++++ TEXT SHOWN
The Zoonomia Project (previously called 200 mammals) is investigating the genomics of shared and specialized traits in eutherian mammals. We have performed sequencing of 137 species and combined this data with ~110 already available species. From these assemblies we have generated a whole-genome alignment of 240 species of considerable phylogenetic diversity, comprising representatives from over 80% of mammalian families and including genome assemblies for 131 previously uncharacterized species. We find that regions of reduced genetic diversity are more abundant in species at a high risk of extinction, discern signals of evolutionary selection at high resolution and provide insights from individual reference genomes. By prioritizing phylogenetic diversity and making data available quickly and without restriction, the Zoonomia Project aims to support biological discovery, medical research and the conservation of biodiversity.
Using the Zoonomia dataset, we identified and studied constrained and accelerated sites both
of potential relevance for genome organization and accelerated regions in dogs; we ran custom pipelines identifying dog-specific regions of divergence of the genome, or Canine Accelerated Regions (CAR), on an updated version with the newest canFam4 dog genome plus five other canid assemblies. The same method was also applied to identify potential accelerated region candidates for Narwhal and Cairo spiny mouse. Those results require further curation and we are now assessing the quality of the alignment, and correlating them with known information from the Dog10K project variants to substantiate our findings.
Lately, we have been working to update, improve and perform large scale multiple sequence alignments to increase the quality of our data. The project has also been used to test theories linked to the “unwanted transcript hypothesis” published in January 2024.
We will continue our work to find accelerated regions in the dog, narhwal and acomys as well as combining our Zoonomia phyloP scores with other projects such as our in progress canine brain atlas and disease gene mapping. For these projects improved phyloP scores including primate constraint will be beneficial. Generating novel alignment and constraint scores is compute/storage intense.
++++++++
++++ DATASET ENTRIES
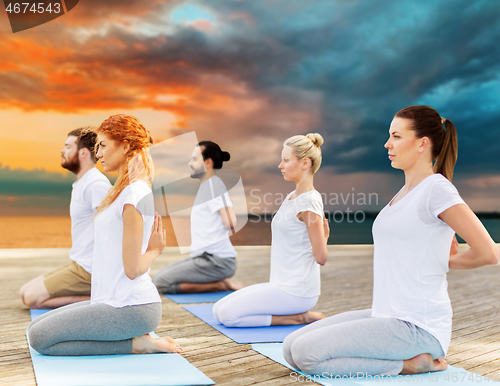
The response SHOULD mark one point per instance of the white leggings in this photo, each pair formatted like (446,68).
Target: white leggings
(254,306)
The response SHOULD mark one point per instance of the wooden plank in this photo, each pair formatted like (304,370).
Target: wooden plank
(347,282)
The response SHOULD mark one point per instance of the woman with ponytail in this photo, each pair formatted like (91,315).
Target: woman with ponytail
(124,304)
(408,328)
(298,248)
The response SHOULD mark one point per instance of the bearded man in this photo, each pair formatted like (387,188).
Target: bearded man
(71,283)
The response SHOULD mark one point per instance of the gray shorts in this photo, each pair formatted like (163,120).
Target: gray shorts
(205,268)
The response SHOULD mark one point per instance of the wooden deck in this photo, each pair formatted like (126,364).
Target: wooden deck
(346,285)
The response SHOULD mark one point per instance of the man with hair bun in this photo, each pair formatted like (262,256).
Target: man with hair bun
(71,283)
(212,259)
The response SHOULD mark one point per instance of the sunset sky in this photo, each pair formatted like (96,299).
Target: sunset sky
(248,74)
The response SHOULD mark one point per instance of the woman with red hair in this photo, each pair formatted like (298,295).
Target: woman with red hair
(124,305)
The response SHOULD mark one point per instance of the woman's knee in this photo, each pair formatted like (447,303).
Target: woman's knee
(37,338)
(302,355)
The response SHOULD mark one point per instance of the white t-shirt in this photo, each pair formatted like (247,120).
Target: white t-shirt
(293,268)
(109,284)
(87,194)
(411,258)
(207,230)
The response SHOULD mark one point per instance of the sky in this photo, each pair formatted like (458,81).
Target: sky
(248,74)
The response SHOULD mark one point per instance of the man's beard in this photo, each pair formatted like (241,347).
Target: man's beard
++++++++
WORK ORDER
From the Zoonomia Project text above, return everything from "Using the Zoonomia" down to "substantiate our findings.", copied without changes.

WORKED SOLUTION
Using the Zoonomia dataset, we identified and studied constrained and accelerated sites both
of potential relevance for genome organization and accelerated regions in dogs; we ran custom pipelines identifying dog-specific regions of divergence of the genome, or Canine Accelerated Regions (CAR), on an updated version with the newest canFam4 dog genome plus five other canid assemblies. The same method was also applied to identify potential accelerated region candidates for Narwhal and Cairo spiny mouse. Those results require further curation and we are now assessing the quality of the alignment, and correlating them with known information from the Dog10K project variants to substantiate our findings.